#### TÂCHE COURTE 1
Extrayez de la liste chaque ligne qui contient le mot "lion". Les majuscules et les minuscules comptent.

Par une requête enregistrée le 26 décembre 2023, la société I...

Vu la procédure suivante :

Procédure contentieuse antérieure :

La société anonyme Incendies, Accidents, Risques Divers et Techniques (IARDT) Prudence Créole et M. A... B... ont demandé au tribunal administratif de la Réunion de condamner l'État à leur verser, respectivement, les sommes de 30 750 euros et de 36 726 euros sur le fondement de l'article L. 211-10 du code de la sécurité intérieure.

Par un jugement n° 2101016 du 11 octobre 2023, le tribunal administratif de la Réunion a rejeté leurs demandes.

Procédure devant la cour :

Par une requête enregistrée le 26 décembre 2023, la société IARDT Prudence Créole et et M. B..., représentés par la SAS Bourbon Avocats, demandent à la cour :

1°) d'annuler ce jugement du tribunal administratif de la Réunion du 11 octobre 2023 ;

2°) de condamner l'État à verser à la société IARDT Prudence Créole une somme de 30 750 euros augmentée des intérêts au taux légal et de la capitalisation de ces intérêts et une somme de 36 726 euros à M. B... sur le fondement de l'article L. 211-10 du code de la sécurité intérieure ;

3°) de mettre à la charge de l'État la somme de 2 000 euros sur le fondement des dispositions de l'article L. 761-1 du code de justice administrative.

Ils soutiennent que :

- dans la commune du Port, durant la nuit du 18 au 19 novembre 2018, vers 23 h 40, cinq individus ont pillé le fonds de commerce de M. B... à l'enseigne " Motocash " ; plusieurs motocyclettes et du matériel ont été volés ;

- ces vols ont eu lieu en marge des manifestations revendicatrices dites des " gilets jaunes " présentes au carrefour giratoire voisin ; les cinq individus identifiés par la caméra de surveillance sont issus des manifestants ; ils ont agi spontanément et collectivement de façon désorganisée ;

- l'assureur a versé à M. B... l'indemnité au titre de la garantie plafonnée, d'un montant de 30 750 euros, le surplus, d'un montant de 36 726 euros a été supporté par la victime ;

- le jugement est mal-fondé dès lors qu'était établi un lien de causalité direct et certain entre les dommages subis résultant d'un vol avec effraction commis par un groupe d'individus agissant à l'occasion d'un rassemblement et le mouvement de contestation " des gilets jaunes ".

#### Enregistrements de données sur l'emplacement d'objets
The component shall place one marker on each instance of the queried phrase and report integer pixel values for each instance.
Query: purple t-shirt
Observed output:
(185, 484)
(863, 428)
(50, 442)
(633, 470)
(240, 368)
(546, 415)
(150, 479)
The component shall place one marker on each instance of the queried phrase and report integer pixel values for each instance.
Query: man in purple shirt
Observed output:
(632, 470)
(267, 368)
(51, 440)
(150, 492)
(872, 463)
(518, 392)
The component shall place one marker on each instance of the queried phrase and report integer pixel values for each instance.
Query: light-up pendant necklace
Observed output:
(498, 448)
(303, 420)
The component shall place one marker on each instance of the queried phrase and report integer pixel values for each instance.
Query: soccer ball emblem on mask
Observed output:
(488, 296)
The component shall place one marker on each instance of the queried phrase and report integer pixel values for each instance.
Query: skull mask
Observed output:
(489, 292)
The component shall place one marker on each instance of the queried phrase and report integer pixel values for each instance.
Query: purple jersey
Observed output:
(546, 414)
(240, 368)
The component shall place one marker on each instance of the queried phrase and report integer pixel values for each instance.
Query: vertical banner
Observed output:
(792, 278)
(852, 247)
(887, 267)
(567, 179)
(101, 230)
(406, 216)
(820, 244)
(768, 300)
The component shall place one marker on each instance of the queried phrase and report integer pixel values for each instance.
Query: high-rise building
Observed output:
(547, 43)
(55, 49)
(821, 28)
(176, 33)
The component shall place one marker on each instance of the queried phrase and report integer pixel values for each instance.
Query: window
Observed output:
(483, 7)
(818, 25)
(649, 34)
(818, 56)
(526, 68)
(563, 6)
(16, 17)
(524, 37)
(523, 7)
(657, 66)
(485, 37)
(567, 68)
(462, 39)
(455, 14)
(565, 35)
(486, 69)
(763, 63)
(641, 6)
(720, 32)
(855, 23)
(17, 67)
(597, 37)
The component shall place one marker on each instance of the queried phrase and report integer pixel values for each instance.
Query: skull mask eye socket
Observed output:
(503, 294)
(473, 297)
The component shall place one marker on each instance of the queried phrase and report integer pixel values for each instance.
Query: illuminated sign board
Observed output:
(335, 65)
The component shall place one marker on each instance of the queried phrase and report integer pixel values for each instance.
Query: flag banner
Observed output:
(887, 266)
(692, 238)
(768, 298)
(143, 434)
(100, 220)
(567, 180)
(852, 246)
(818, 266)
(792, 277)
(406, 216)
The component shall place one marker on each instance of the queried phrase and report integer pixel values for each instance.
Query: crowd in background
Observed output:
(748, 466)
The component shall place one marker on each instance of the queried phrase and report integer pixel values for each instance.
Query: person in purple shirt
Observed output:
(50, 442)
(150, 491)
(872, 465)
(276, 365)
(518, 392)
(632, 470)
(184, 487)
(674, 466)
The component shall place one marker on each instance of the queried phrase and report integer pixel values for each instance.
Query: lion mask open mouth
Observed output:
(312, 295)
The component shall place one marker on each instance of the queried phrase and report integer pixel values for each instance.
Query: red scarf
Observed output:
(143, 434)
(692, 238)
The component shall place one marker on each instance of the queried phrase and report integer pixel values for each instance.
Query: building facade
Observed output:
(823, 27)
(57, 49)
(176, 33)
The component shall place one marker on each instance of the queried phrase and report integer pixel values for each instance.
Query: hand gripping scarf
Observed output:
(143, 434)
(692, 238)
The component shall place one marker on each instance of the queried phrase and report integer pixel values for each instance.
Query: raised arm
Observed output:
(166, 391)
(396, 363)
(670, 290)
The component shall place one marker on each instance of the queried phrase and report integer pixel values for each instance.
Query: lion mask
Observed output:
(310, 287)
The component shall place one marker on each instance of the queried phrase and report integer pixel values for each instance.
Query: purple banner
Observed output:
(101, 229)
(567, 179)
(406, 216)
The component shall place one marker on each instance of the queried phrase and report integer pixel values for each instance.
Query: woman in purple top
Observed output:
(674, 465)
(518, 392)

#### TÂCHE COURTE 2
Reprenez l'extrait de la décision de justice sur le vol chez Motocash en écrivant la suite après sa dernière phrase.

#### RÉPONSE 1
Query: lion mask open mouth
Query: lion mask

#### RÉPONSE 2
La requête a été communiquée au préfet de La Réunion qui n'a pas produit de mémoire en défense.

Par une ordonnance du 16 octobre 2024, la clôture d'instruction a été fixée au 15 novembre 2024.

Vu les autres pièces du dossier ;

Vu :

- le code de la sécurité intérieure ;

- le code de justice administrative.

Les parties ont été régulièrement averties du jour de l'audience.

Ont été entendus au cours de l'audience publique :

- le rapport de Mme Valérie Réaut,

- et les conclusions de M. Julien Dufour, rapporteur public.

Considérant ce qui suit :

1. Au cours de la nuit du 18 au 19 novembre 2018, le commerce de M. B... à l'enseigne Motocash, situé rue Martin Hoareau au Port, a été dévalisé. La société IARDT Prudence Créole a indemnisé M. B... au titre de sa garantie contractuelle et lui a versé à ce titre une somme de 30 750 euros. Par un courrier du 25 mars 2019, l'assureur a saisi le préfet de la Réunion d'une réclamation préalable en vue d'obtenir le remboursement d'une somme de 66 726 euros sur le fondement de l'article L. 211-10 du code de la sécurité intérieure. Par un courrier du 15 décembre 2021, M. B... a saisi la même autorité d'une réclamation préalable tendant au paiement d'une somme de 36 725 euros. En l'absence de réponse de la part de l'État, ils ont saisi le tribunal administratif de la Réunion d'une requête indemnitaire tendant à la condamnation de l'État à leur verser respectivement les sommes de 30 750 euros et de 36 726 euros. La société IARDT Prudence Créole et M. B... relèvent appel du jugement du tribunal du 11 octobre 2023 qui a rejeté leurs demandes.

Sur les conclusions indemnitaires :

2. Aux termes de l'article L. 211-10 du code de la sécurité intérieure : " L'État est civilement responsable des dégâts et dommages résultant des crimes et délits commis, à force ouverte ou par violence, par des attroupements ou rassemblements armés ou non armés, soit contre les personnes, soit contre les biens. (...) ". L'application de ces dispositions est subordonnée à la condition que les dommages dont l'indemnisation est demandée résultent de manière directe et certaine de crimes ou de délits déterminés commis par des rassemblements ou attroupements précisément identifiés. En outre, ne peuvent être regardés comme étant le fait d'un attroupement ou rassemblement au sens de ces dispositions les actes délictuels ne procédant pas d'une action spontanée dans le cadre ou le prolongement d'un attroupement ou rassemblement mais d'une action préméditée et organisée par un groupe structuré à seule fin de les commettre.

3. Il résulte de l'instruction que, dans la nuit du 18 au 19 novembre 2018, des manifestations de protestation contre la hausse du prix des carburants et la perte de pouvoir d'achat dans le cadre du mouvement dit " des gilets jaunes " se sont déroulées sur le territoire de La Réunion, notamment dans la commune du Port. Ce mouvement social s'est accompagné de la commission de nombreux actes de vandalisme.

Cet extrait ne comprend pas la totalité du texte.